* Tasks for this exercise
1 - From the dog nutrition passage, return the portion from "This is just" to "dog food nutrition." verbatim.
2 - In the dog nutrition passage, what percentage of carbohydrates should a food ideally have for adequate nutrition?

* Document extract
====
Although their specific needs are different all dogs need the basic essentials of warmth, love, food and training, and how an individual owner goes about providing these things will be tailored to suit both dog and owner. For example a husky, or other snow dog, will require no where near the amount of warmth that a poodle will, although it will need a lot more fat and protein in its diet to maintain its body temperature.

This is just an example of how every dog’s need is different to the extreme that what is essential for one dog can kill another. That is why there is no absolutely across the board calculation to determine how much of what food ingredient is perfect for proper dog food nutrition.

Many people say that the need for carbohydrates in a dog’s food is non-existent, although in the right quantities they can be a good source of energy. However they are often used as cheap fillers and give the dog no benefits that could not have been obtained from elsewhere.

In this case, when looking for a food for your dog, do not be instantly put off by the inclusion of things such as cereals and grains (they will always be present in kibble, even in the best dry dog food) but check up on how much is present. If there are no conclusive figures on the packet or online, phone the supplier. If they make it hard for you to get an answer the chances are they don’t want you asking too many questions. Cross them off your buyer list, as a company with nothing to hide will be open and helpful.

Looking for a dog food rating on the web can be a good place to start before you buy dog food that may not be right for your pet. This can give you an idea of the quality of the brand, although to be sure of adequate dog food nutrition levels, we suggest you use independent websites that are not sponsored to promote a certain dog food online.

Dogs that need to put on weight will need extra carbs, as do some with specific complaints. However, as main dog food ingredients go, carbs, grains and cereals should be avoided as much as possible. For adequate dog food nutrition, ideally a food should only have between 15-20% carbs. Cheap dog food often has a ratio much closer to 40-50% and even up to 70%.

Protein is the essential part of your dog’s diet, but the quality of it is equal to, if not more important than, the percentage itself. Too much protein can be just as harmful as too little. Again, the percentages are completely dependant on the individual dog in question, but for example a puppy should have around 28% protein in it’s food, an adult 18%, a performance dog should have 25%, a sled dog 35% and a lactating bitch should have 28%.
====
(Text-to-region grounding data)
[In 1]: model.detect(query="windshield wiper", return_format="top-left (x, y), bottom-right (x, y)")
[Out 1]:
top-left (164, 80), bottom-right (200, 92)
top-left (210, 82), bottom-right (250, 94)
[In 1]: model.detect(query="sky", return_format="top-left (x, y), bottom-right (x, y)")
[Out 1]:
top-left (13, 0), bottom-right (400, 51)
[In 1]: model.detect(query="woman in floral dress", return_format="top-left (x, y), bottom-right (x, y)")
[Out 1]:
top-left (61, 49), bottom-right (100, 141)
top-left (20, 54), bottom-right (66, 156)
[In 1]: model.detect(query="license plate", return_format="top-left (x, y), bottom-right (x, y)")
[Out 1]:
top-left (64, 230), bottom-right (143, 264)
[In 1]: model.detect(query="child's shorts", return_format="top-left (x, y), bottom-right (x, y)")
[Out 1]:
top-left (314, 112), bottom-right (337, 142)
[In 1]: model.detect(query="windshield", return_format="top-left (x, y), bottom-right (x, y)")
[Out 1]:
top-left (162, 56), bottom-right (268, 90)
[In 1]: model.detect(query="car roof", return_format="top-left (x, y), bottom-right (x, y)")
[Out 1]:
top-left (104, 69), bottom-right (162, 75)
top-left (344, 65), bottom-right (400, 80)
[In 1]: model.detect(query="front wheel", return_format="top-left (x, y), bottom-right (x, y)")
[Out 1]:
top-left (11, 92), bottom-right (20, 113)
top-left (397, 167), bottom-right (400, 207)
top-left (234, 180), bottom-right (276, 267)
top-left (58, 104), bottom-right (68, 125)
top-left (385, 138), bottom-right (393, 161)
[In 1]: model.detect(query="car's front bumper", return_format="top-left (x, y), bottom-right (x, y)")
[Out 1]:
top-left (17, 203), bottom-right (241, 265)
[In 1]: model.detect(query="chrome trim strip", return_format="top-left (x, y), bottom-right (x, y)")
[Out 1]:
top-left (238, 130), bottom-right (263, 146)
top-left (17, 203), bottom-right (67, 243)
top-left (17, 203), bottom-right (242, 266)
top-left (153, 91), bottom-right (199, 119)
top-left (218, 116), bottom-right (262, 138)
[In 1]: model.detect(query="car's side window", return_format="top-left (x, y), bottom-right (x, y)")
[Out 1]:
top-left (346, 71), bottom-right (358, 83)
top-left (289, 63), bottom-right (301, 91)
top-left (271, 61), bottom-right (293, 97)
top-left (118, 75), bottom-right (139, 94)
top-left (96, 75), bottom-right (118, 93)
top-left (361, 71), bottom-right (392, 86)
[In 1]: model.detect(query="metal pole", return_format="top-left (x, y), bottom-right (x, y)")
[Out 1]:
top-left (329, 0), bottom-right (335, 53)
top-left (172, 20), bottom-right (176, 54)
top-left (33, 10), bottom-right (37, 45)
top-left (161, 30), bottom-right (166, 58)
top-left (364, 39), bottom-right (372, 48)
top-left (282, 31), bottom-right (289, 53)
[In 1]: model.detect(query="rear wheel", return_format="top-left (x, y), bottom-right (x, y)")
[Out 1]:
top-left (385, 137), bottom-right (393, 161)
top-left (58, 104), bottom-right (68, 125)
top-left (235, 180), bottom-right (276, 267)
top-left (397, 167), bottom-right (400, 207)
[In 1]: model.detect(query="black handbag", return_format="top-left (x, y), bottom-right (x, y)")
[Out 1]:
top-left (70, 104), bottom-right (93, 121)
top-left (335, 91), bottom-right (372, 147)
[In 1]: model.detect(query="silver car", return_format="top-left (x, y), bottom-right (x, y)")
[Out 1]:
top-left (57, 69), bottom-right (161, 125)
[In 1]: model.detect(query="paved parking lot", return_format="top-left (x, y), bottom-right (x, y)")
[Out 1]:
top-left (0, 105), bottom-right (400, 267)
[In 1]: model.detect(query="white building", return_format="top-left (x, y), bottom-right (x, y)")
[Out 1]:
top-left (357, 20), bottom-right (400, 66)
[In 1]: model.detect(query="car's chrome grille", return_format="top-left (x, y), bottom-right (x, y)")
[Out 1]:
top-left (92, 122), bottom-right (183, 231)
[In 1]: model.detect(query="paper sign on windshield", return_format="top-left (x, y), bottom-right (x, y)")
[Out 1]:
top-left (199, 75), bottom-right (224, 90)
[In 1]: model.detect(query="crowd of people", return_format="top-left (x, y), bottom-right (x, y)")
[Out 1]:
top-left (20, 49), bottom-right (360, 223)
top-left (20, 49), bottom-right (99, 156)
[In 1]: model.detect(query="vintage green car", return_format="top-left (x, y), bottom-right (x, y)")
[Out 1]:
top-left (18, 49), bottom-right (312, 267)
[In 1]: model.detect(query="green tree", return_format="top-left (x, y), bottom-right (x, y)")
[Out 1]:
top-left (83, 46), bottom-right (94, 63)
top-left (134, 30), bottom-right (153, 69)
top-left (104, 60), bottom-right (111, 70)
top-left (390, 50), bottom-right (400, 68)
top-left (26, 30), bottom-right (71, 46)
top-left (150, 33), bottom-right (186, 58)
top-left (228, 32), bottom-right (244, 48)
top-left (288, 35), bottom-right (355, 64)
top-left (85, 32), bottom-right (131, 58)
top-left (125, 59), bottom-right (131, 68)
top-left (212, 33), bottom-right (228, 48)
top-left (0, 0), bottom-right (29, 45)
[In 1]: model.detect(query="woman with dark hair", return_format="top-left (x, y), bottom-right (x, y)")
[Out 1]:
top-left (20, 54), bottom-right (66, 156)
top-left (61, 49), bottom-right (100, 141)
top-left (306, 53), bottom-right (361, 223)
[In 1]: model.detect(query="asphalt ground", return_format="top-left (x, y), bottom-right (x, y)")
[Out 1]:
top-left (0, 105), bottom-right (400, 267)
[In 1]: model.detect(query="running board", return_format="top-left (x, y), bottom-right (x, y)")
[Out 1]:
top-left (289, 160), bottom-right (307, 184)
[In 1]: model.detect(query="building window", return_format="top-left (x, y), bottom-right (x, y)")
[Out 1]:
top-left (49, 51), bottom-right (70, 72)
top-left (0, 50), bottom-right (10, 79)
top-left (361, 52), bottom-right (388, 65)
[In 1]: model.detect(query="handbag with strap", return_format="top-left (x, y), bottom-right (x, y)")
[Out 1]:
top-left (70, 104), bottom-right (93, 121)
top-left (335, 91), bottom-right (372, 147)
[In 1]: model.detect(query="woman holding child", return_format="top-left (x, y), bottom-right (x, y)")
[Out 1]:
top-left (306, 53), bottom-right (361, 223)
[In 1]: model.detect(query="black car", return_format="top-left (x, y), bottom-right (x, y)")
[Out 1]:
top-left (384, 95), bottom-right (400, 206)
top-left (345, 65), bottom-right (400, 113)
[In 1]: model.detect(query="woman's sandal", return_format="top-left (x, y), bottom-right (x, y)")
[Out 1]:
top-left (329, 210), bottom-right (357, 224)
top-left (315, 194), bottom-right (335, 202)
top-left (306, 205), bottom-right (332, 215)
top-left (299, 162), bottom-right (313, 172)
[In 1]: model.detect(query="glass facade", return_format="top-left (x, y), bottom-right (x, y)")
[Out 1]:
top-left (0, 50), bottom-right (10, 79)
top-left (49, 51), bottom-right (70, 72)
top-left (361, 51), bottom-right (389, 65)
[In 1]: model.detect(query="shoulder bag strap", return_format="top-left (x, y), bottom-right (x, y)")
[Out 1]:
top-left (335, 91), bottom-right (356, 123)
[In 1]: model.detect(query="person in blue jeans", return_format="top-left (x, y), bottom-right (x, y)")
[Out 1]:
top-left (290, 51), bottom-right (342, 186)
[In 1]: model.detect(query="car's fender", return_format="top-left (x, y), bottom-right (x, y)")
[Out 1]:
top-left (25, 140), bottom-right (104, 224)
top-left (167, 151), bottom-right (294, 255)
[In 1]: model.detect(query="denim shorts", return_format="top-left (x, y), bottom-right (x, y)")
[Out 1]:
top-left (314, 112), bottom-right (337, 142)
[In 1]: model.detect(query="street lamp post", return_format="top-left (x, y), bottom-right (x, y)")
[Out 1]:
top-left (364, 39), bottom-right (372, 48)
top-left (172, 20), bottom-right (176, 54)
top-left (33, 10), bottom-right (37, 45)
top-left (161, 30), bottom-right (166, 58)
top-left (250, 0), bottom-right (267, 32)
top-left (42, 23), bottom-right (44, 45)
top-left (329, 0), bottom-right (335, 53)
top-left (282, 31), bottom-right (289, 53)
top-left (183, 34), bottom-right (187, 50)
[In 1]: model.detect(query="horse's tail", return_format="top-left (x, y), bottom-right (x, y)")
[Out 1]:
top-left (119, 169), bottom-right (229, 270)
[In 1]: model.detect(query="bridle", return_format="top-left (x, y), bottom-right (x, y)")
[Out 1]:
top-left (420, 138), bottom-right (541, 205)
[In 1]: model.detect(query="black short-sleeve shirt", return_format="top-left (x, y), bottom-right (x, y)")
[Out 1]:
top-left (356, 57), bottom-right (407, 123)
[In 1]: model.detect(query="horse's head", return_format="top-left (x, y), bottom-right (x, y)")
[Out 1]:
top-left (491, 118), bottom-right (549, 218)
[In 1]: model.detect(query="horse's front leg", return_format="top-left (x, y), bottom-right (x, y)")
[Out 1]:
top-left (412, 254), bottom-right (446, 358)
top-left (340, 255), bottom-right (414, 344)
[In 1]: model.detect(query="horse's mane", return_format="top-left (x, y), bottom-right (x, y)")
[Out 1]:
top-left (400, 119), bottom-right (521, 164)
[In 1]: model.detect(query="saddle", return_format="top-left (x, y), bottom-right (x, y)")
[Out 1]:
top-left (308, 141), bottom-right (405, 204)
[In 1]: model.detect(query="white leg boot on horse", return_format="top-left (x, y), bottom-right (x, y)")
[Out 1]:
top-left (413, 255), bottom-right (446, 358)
====
* Responses by task
1 -
This is just an example of how every dog’s need is different to the extreme that what is essential for one dog can kill another. That is why there is no absolutely across the board calculation to determine how much of what food ingredient is perfect for proper dog food nutrition.

2 - Between 15-20%.